— TO-DO LIST —
(a) In the forum post on engine rpm and torque, what peak torque figure and rpm are given for the 7200 rpm engine?
(b) Reproduce word for word the portion of the forum post on engine rpm and torque that opens with the words containing "How many truck" and closes with "was that simple.".
(c) Extend the forum post on engine rpm and torque with a further passage that follows on from its final sentence.

— PASSAGE GIVEN —
▼
Frankshaft wrote: Sun Oct 22, 2017 11:18 am Its pretty simple really, and the answer is staring you in the face if you just look. An Engine that makes the same peak power at 7200 vs 6200. RPM=Revolutions per minute. That means the 7200 rpm engine rotates 1000 more times in the same time, in this case, 1 minute. This will allow a higher gear ratio. Say 4.30:1 vs 3.73:1. Say the 6200 rpm engine makes 540 ft/lbs at 4400, the 7200 engine makes 490 ft/lbs at 5400. Simple math says the lower tq engine, with higher gear ratio, is EFFECTIVELY making over 100 more ft/lbs. So, the higher rpm engine is doing more work in the same time, and will be faster.

Another way for you doubters to look at it. If I drew a white line on a road, and took 6200 equal steps, say 2 feet/step. I would end up 12,400 feet down the road. If I start from the same spot, and take 7200 equal steps, the same 2ft/step I would end up 14,400 feet down the same road. No real magic in that, I simply did more work. The higher rpm engine has 1000 more revolutions in the same amount of time, doing more work. It has more stress on it, and likely won't last as long, requiring more maintenance, but, it is doing more work in the same time.

How many truck pullers reading this? What's the universally excepted way to pull farther? Is it building big, low rpm tq? No, you spin the piss out of em, the higher the better. Why? Because then you can put more gear in it!! Which means, you get more tire speed, or tire revolutions in a given distance, which again is doing more work, and results in a farther pull. The lower tq that the higher rpm combo makes, is simply made up from gear multiplication.

Tq is for tow trucks. If you want to win races, higher rpm wins every time. Before the efi and rpm rule in prostock, the fastest teams, had basically the this exact scenario. 500 inch engines. The team that made them rev higher, won. It was that simple.

Look at all the cubic inch to weight rules heads up type racing classes, or classes that are factored by weight to cubic inch. What do those guys do? They build smaller engines, and turn them more rpm, and go faster. Its pretty simple really. And its all over racing. I wonder how much slower a formula 1 car would be if they built bigger, lower rpm engines, that made more tq? Why are diesel trucks that make 1000hp and 1700 ft/lbs of tq, but peak tq at 3800 and hp at 4800 run so slow for how much power they have?
▲
— GIVEN RECORDS —
▼
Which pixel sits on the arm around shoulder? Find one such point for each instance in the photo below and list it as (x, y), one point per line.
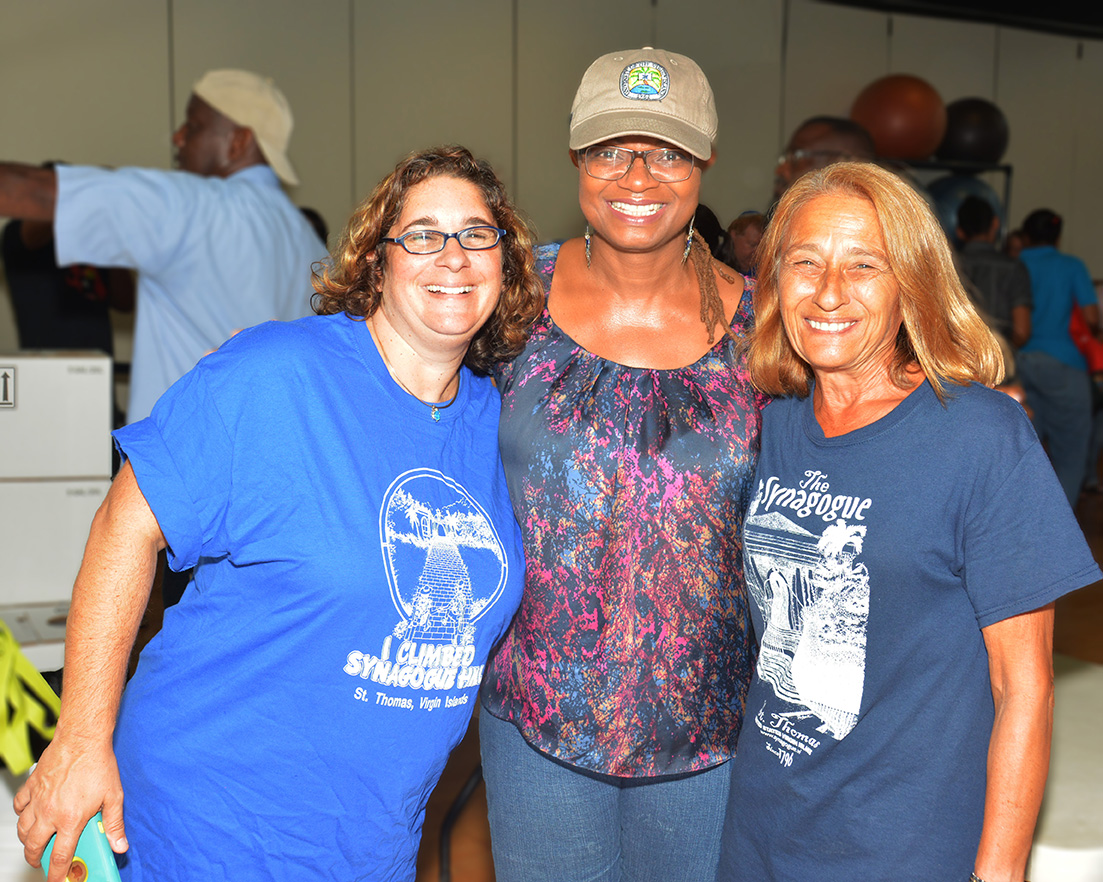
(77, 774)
▲
▼
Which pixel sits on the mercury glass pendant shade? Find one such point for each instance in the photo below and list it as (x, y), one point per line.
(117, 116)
▲
— RESULTS IN ORDER —
(a) 490 ft/lbs at 5400 rpm.

(b)
How many truck pullers reading this? What's the universally excepted way to pull farther? Is it building big, low rpm tq? No, you spin the piss out of em, the higher the better. Why? Because then you can put more gear in it!! Which means, you get more tire speed, or tire revolutions in a given distance, which again is doing more work, and results in a farther pull. The lower tq that the higher rpm combo makes, is simply made up from gear multiplication.

Tq is for tow trucks. If you want to win races, higher rpm wins every time. Before the efi and rpm rule in prostock, the fastest teams, had basically the this exact scenario. 500 inch engines. The team that made them rev higher, won. It was that simple.

(c)
One of my projects this winter, a heads up drag race deal. Taking stroke out of it. Why? Because I/we want or, I should say need it to go higher in rpm. Not just physically rev it higher, but make peak power at higher rpm, and reduce tq. If it looses 30 ft/lbs at the rpm it makes peak tq now, and goes another 400 rpm higher, the car will ABSOLUTELY be quicker and faster, without even gaining hp. But, that's obviously part of th plan too.

One more. Top speed runs. Like Texas mile, Bonneville etc. Bonneville is a better example because it gives more distance. If you had 2 cars, with the example engines. The 6200rpm engine will just say uses a 2.20 rear gear, has a 28 inch tall tire. The cars are identical, only diff being the power bands, or peak hp rpm. The 6200 rpm engine goes 234.85 mph, pretty good!!. The 7200 rpm engine goes 272.73 mph, even better. Has it sunk in yet?

Another way to look at it, as quoted from a friend of mine, tq is the lack of horsepower. lol. Kinda true.
This is what makes sense to me and actually when broken down shows that 900 rpm isn't a huge difference over a 10 sec 1/4 Mile pass. Engine A gets a max possible 1033 revs for the 1/4 Engine B gets in 1183... factoring in gear reduction for those engine revs the tire sees a marginal gain in total rotation over that 1/4. Also those numbers are max rpm from start to finish so not realistic assuming 2 gear changes but just to get an idea of what it all translate too for a nice even 10.00 pass. It also helps you to see how a 2 speed with proper converter has the potential to be faster If you can avg higher revs over the 1/4 run... I assume you could break it down to the distance those tire revolutions would equal, then take the avg 1/4 Mile speed and get an estimate of time to cover that tire rotation distance then you could subtract that from the 6200 rpm engine?
Last edited by tt 383 on Sun Oct 22, 2017 1:49 pm, edited 1 time in total.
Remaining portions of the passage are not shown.